Work task: Determine how many lines in the records that follow hold the string "provide". Only that number should be returned.

Extracted information:
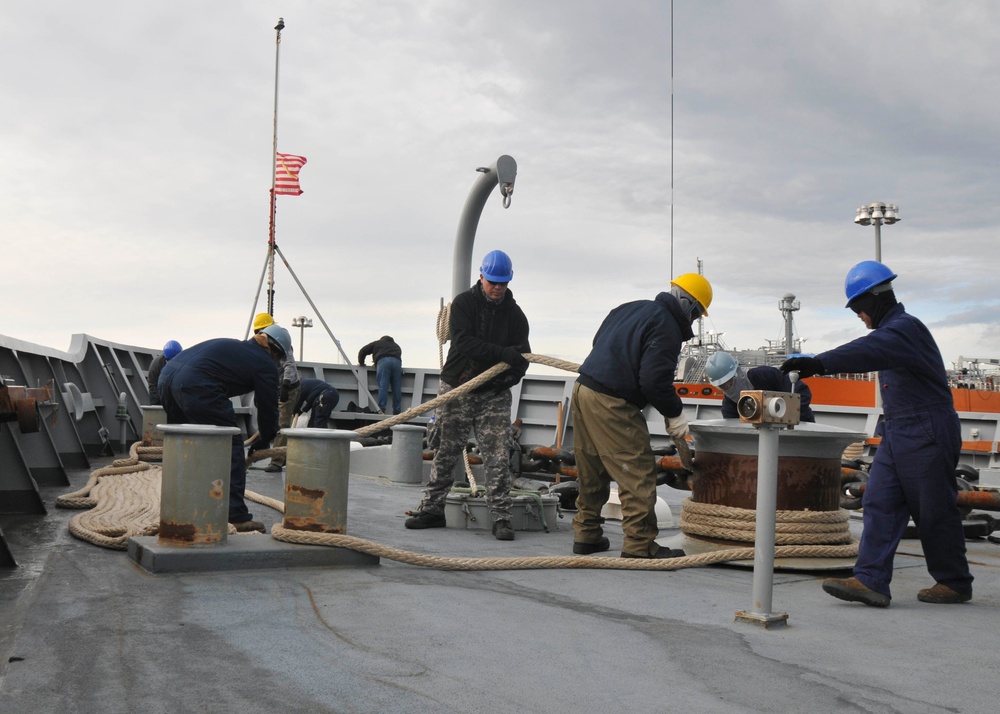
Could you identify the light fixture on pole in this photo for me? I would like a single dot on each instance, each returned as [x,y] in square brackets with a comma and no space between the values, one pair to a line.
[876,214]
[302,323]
--
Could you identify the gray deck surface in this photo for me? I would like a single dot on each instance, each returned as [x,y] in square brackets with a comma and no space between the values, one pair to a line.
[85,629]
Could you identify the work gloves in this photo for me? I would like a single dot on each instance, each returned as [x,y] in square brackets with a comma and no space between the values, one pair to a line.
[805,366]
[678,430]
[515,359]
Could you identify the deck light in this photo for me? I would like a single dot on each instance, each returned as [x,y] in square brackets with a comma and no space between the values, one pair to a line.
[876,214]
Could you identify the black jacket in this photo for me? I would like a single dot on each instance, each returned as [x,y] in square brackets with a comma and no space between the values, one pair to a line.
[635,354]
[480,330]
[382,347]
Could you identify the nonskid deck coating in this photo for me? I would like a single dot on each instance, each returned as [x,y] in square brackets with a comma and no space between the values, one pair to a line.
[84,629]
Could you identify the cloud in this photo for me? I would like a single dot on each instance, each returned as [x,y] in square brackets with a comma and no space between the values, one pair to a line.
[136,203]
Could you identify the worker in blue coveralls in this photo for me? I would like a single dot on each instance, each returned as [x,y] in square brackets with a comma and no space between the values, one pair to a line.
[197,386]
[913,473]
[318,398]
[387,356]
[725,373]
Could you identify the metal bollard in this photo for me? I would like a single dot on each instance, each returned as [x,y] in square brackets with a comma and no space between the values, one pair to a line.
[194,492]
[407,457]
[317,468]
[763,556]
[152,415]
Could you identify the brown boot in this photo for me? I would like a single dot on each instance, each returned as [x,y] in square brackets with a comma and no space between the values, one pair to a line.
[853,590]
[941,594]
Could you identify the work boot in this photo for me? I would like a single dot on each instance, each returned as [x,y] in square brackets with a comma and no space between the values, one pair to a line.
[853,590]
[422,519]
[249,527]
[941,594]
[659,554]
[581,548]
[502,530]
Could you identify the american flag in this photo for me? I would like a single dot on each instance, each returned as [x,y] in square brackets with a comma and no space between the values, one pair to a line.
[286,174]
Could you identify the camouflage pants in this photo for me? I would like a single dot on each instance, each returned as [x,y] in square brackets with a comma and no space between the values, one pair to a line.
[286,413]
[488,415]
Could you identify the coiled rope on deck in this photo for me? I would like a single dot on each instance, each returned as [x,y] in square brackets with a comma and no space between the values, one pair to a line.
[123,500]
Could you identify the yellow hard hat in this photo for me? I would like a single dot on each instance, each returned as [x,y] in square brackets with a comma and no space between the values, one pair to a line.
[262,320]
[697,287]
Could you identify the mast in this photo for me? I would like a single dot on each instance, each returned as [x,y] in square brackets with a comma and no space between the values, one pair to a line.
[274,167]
--
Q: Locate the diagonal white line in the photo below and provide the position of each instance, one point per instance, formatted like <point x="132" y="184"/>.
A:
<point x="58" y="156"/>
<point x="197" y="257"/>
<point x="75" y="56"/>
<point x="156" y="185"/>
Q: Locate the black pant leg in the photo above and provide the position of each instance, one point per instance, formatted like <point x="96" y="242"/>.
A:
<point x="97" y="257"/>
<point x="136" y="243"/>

Response to this exercise: 2